▶ [WHAT THE TASK REQUIRES]: Nothing outside the range below should be printed. Output exactly the lines from the line with "Where can you spot the white brick" to the line with "Where can you spot the woman in", both included.

▶ [EXERCISE INPUT]:
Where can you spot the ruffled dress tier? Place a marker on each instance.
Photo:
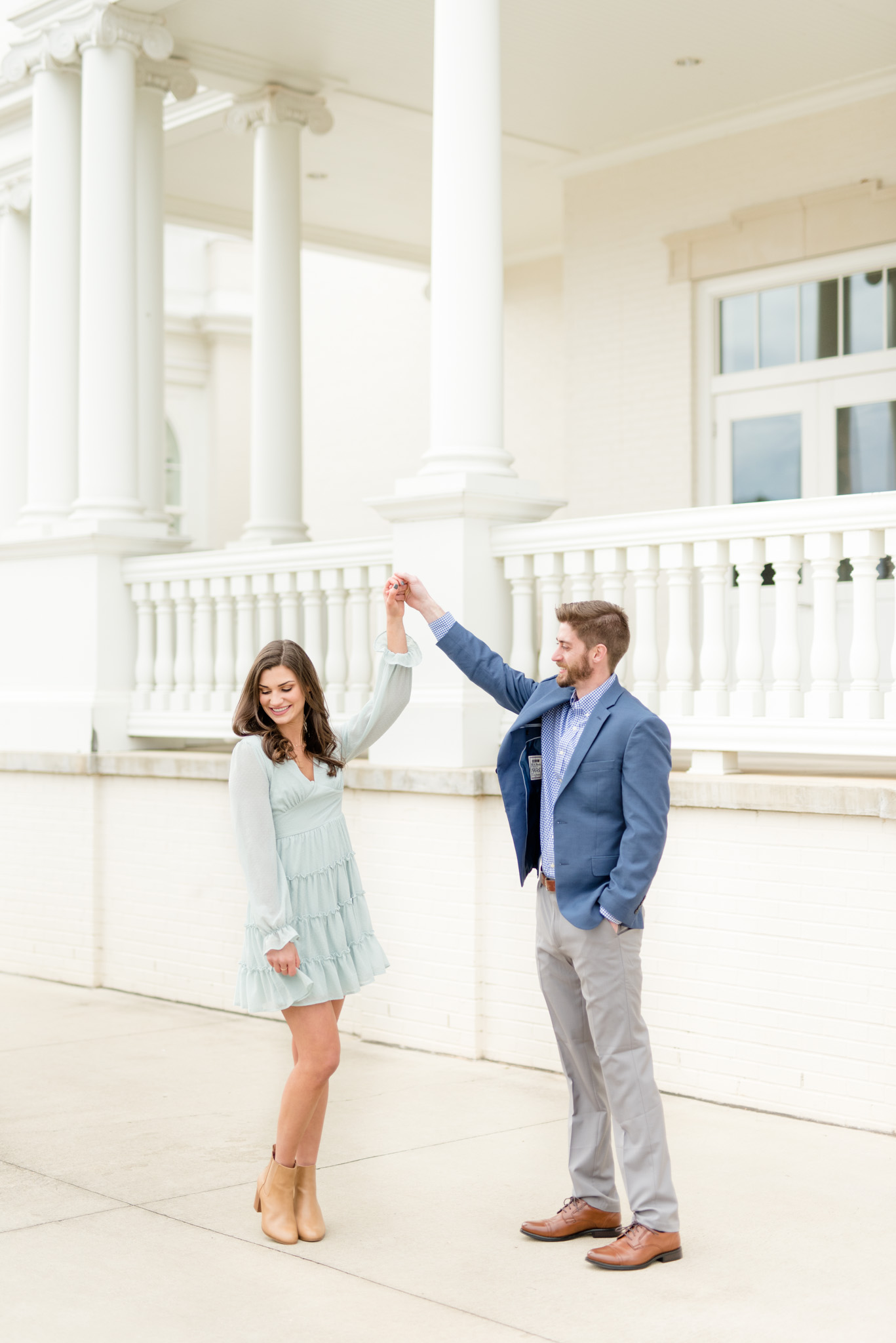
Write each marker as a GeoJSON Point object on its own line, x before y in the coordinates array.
{"type": "Point", "coordinates": [300, 868]}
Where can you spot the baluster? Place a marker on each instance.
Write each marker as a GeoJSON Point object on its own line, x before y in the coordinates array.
{"type": "Point", "coordinates": [785, 698]}
{"type": "Point", "coordinates": [579, 569]}
{"type": "Point", "coordinates": [520, 574]}
{"type": "Point", "coordinates": [165, 672]}
{"type": "Point", "coordinates": [612, 567]}
{"type": "Point", "coordinates": [749, 700]}
{"type": "Point", "coordinates": [889, 698]}
{"type": "Point", "coordinates": [864, 698]}
{"type": "Point", "coordinates": [266, 602]}
{"type": "Point", "coordinates": [642, 562]}
{"type": "Point", "coordinates": [246, 647]}
{"type": "Point", "coordinates": [289, 606]}
{"type": "Point", "coordinates": [205, 645]}
{"type": "Point", "coordinates": [359, 662]}
{"type": "Point", "coordinates": [549, 570]}
{"type": "Point", "coordinates": [144, 670]}
{"type": "Point", "coordinates": [824, 700]}
{"type": "Point", "coordinates": [676, 561]}
{"type": "Point", "coordinates": [376, 576]}
{"type": "Point", "coordinates": [184, 645]}
{"type": "Point", "coordinates": [335, 662]}
{"type": "Point", "coordinates": [711, 557]}
{"type": "Point", "coordinates": [222, 697]}
{"type": "Point", "coordinates": [309, 584]}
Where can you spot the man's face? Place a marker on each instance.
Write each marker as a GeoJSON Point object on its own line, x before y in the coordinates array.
{"type": "Point", "coordinates": [574, 661]}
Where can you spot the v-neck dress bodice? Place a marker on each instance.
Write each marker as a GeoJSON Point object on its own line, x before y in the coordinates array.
{"type": "Point", "coordinates": [300, 868]}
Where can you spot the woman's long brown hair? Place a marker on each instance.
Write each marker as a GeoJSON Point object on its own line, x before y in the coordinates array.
{"type": "Point", "coordinates": [250, 719]}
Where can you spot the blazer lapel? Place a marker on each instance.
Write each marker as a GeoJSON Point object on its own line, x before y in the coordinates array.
{"type": "Point", "coordinates": [549, 694]}
{"type": "Point", "coordinates": [590, 732]}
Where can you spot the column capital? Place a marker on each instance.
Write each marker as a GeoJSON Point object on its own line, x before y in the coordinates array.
{"type": "Point", "coordinates": [62, 31]}
{"type": "Point", "coordinates": [172, 75]}
{"type": "Point", "coordinates": [15, 195]}
{"type": "Point", "coordinates": [275, 105]}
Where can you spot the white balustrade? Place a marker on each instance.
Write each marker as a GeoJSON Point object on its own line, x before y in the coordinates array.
{"type": "Point", "coordinates": [203, 617]}
{"type": "Point", "coordinates": [797, 661]}
{"type": "Point", "coordinates": [824, 698]}
{"type": "Point", "coordinates": [676, 561]}
{"type": "Point", "coordinates": [644, 563]}
{"type": "Point", "coordinates": [785, 698]}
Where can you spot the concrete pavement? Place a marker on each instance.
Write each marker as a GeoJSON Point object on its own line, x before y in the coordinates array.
{"type": "Point", "coordinates": [133, 1131]}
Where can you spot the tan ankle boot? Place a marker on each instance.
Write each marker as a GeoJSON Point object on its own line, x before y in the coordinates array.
{"type": "Point", "coordinates": [309, 1218]}
{"type": "Point", "coordinates": [276, 1201]}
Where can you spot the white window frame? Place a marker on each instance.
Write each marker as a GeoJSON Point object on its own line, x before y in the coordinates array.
{"type": "Point", "coordinates": [712, 476]}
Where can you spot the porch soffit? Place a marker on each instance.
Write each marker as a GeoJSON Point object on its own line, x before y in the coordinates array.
{"type": "Point", "coordinates": [843, 219]}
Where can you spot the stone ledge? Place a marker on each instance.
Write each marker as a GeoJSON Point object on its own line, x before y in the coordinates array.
{"type": "Point", "coordinates": [810, 794]}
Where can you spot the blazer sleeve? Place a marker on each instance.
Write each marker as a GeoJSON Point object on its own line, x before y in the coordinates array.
{"type": "Point", "coordinates": [257, 845]}
{"type": "Point", "coordinates": [486, 669]}
{"type": "Point", "coordinates": [645, 810]}
{"type": "Point", "coordinates": [391, 694]}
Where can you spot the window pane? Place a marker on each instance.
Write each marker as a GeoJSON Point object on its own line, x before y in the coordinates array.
{"type": "Point", "coordinates": [738, 323]}
{"type": "Point", "coordinates": [766, 458]}
{"type": "Point", "coordinates": [819, 320]}
{"type": "Point", "coordinates": [778, 327]}
{"type": "Point", "coordinates": [867, 448]}
{"type": "Point", "coordinates": [864, 312]}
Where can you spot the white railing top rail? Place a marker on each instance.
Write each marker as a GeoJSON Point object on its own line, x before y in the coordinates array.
{"type": "Point", "coordinates": [726, 521]}
{"type": "Point", "coordinates": [234, 562]}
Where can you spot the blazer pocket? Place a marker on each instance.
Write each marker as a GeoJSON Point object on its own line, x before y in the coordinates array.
{"type": "Point", "coordinates": [604, 864]}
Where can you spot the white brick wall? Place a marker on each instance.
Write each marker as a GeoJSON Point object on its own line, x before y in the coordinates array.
{"type": "Point", "coordinates": [770, 953]}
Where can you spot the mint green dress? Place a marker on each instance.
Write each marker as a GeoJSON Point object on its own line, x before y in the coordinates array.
{"type": "Point", "coordinates": [300, 868]}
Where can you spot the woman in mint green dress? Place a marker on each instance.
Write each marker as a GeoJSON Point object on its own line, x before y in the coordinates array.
{"type": "Point", "coordinates": [308, 936]}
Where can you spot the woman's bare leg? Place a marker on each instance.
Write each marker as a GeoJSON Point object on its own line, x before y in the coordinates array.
{"type": "Point", "coordinates": [311, 1139]}
{"type": "Point", "coordinates": [316, 1052]}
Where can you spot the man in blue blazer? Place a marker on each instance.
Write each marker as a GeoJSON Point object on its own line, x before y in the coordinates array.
{"type": "Point", "coordinates": [585, 779]}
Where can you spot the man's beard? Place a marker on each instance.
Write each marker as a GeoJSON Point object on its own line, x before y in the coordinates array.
{"type": "Point", "coordinates": [573, 672]}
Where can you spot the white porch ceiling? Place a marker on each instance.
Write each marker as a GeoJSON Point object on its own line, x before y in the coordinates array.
{"type": "Point", "coordinates": [581, 79]}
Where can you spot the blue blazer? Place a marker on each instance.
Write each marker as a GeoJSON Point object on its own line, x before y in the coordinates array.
{"type": "Point", "coordinates": [612, 812]}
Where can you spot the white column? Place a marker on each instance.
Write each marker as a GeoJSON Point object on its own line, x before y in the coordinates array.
{"type": "Point", "coordinates": [645, 660]}
{"type": "Point", "coordinates": [711, 559]}
{"type": "Point", "coordinates": [14, 350]}
{"type": "Point", "coordinates": [549, 570]}
{"type": "Point", "coordinates": [824, 698]}
{"type": "Point", "coordinates": [864, 698]}
{"type": "Point", "coordinates": [155, 81]}
{"type": "Point", "coordinates": [747, 700]}
{"type": "Point", "coordinates": [467, 380]}
{"type": "Point", "coordinates": [52, 363]}
{"type": "Point", "coordinates": [277, 117]}
{"type": "Point", "coordinates": [676, 561]}
{"type": "Point", "coordinates": [519, 572]}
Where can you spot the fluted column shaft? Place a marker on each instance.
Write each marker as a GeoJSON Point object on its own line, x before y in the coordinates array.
{"type": "Point", "coordinates": [14, 350]}
{"type": "Point", "coordinates": [467, 380]}
{"type": "Point", "coordinates": [52, 360]}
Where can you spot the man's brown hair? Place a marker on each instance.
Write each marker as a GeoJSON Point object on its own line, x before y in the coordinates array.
{"type": "Point", "coordinates": [598, 622]}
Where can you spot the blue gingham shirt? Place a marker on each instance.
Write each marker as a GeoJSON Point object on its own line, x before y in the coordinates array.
{"type": "Point", "coordinates": [560, 732]}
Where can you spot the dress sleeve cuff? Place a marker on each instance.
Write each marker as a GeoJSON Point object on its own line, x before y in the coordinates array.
{"type": "Point", "coordinates": [412, 658]}
{"type": "Point", "coordinates": [277, 939]}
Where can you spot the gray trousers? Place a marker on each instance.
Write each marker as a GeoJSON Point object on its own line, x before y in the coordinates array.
{"type": "Point", "coordinates": [591, 984]}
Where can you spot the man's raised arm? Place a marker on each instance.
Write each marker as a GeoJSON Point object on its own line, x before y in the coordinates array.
{"type": "Point", "coordinates": [512, 689]}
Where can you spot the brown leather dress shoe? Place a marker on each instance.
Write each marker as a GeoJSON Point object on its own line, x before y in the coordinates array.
{"type": "Point", "coordinates": [574, 1218]}
{"type": "Point", "coordinates": [636, 1248]}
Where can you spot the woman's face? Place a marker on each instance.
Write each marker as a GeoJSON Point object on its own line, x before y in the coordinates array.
{"type": "Point", "coordinates": [281, 696]}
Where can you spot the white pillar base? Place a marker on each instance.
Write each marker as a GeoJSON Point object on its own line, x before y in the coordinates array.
{"type": "Point", "coordinates": [714, 762]}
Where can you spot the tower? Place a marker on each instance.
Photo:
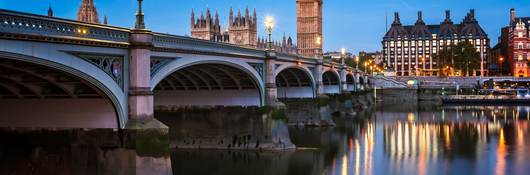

▶ [SOLUTION BELOW]:
Where can you spot the white brick wall? Place a marker on each instance.
Write each marker as a GeoJSON Point object on its own line, x before y in the coordinates array.
{"type": "Point", "coordinates": [770, 953]}
Where can you spot the mint green dress? Place a marker on each instance.
Write each marker as a GeoJSON Point object on its own line, x before y in the coordinates array.
{"type": "Point", "coordinates": [300, 868]}
Where can you spot the woman in mint green dress? Place a marker on each instance.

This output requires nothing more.